Le récit lui est donc plus particulier que la série. Il y a très peu d'artistes qui utilisent une histoire à la fois inventée et vraie, à la fois visuelle et écrite. Il met toujours en place un rapport image-texte qui lui est très spécifique. Par exemple, la forme cinématographique est déjà très présente dans AROMSI avec le mouvement, les grands plans, les arrêts sur image plus détaillés, par moments ça marche comme un synopsis. AROMSI est prémonitoire d'Albertini, tous les éléments sont déjà réunis pour faire un film : les personnages, les événements, l'action.
Par la suite, il a eu cette idée très juste de compléter son travail graphique et pictural par des vidéos qui sont toujours très courtes, drôles, bien ciblées. Elles ne sont jamais déconnectées de son oeuvre graphique. D'ailleurs, on retrouve la vidéo Trois de la Canebière dans l'oeuvre principalement graphique d'AROMSI.

BCD
A propos des vidéos, il est d'ailleurs intéressant de noter que pour les réaliser il a fait appel aux compétences d'un jeune artiste, Thierry Reynaud, et qu'ils ont travaillé en étroite collaboration. Au début de notre conversation, tu évoquais la fraîcheur de son oeuvre et le fait que les gens pensent que son travail est le fait d'un artiste plus jeune, le fait est que les artistes que Jean côtoie et avec lesquels il entretient une grande complicité sont de générations bien postérieures à la sienne.
Son engouement pour l'image en mouvement a effectivement commencé avec la série sur le Canal Saint-Martin quand il utilise la technique du travelling pour représenter des espaces gigantesques. Il n'a pas hésité à sortir des formats habituels de la peinture et à dérouler ses étroits rouleaux de papier sur les longueurs qui lui étaient nécessaires. Albertini est un peu l'aboutissement nécessaire de cette approche. Avec ce personnage de série B, peu crédible et pourtant si réel, il dédouble l'image de l'artiste et il passe de l'autre côté du miroir. Il se donne en spectacle, en même temps qu'il le met en scène, il devient son propre calembour, une espèce de jeu de mots tout en image.
Dans les dessins, on a l'impression que c'est la narration qui lui permet de se raccrocher à la figure. On voit bien dans sa manière de dessiner, très souple, très lâchée, que si le trait est contraint, c'est pour ramener la figure au centre, pour lui permettre d'avoir une présence plastique au moins aussi forte que les mots. Il a inventé une sorte d'écriture-dessin, un genre de « graph » qui va très bien avec son fonctionnement intuitif et spontané.
Comme tu le disais, il attrape un sujet qui attire son attention et il le déplie dans tous les sens en mettant en place un système d'exploitation aléatoire très ludique et difficile à analyser parce que jamais similaire.

◆ Travail demandé
1) Mettez à jour le passage de l'extrait fourni compris entre « Par la suite, il » et « principalement graphique d'AROMSI. », bornes incluses, en remplaçant « drôles » par « amusantes ».
2) Répondez aux questions suivantes d'après l'extrait fourni :
(a) À quel jeune artiste l'artiste a-t-il fait appel pour réaliser ses vidéos ?
(b) Avec quelle série son engouement pour l'image en mouvement a-t-il commencé ?
(c) Quelle technique utilise-t-il dans cette série pour représenter des espaces gigantesques ?
3) Énumérez tout ce qui, selon l'extrait fourni, est déjà réuni dans AROMSI pour faire un film.
Les entrées forment un matériau distinct de l'extrait fourni.

◆ Entrées répertoriées

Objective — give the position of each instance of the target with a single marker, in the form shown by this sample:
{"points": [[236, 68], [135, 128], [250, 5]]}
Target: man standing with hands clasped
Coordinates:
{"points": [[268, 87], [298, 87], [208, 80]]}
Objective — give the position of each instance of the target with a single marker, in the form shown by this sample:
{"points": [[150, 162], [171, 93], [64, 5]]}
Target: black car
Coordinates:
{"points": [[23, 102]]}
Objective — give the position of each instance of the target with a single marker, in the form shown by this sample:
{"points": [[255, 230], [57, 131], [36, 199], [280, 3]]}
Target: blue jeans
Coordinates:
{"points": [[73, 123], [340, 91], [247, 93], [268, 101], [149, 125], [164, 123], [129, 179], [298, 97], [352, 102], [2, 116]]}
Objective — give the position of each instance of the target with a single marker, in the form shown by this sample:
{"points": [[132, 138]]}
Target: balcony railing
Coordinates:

◆ Réponses rédigées
1)
Par la suite, il a eu cette idée très juste de compléter son travail graphique et pictural par des vidéos qui sont toujours très courtes, amusantes, bien ciblées. Elles ne sont jamais déconnectées de son oeuvre graphique. D'ailleurs, on retrouve la vidéo Trois de la Canebière dans l'oeuvre principalement graphique d'AROMSI.

2)
(a) Thierry Reynaud.
(b) La série sur le Canal Saint-Martin.
(c) La technique du travelling.

3) Les personnages, les événements, l'action.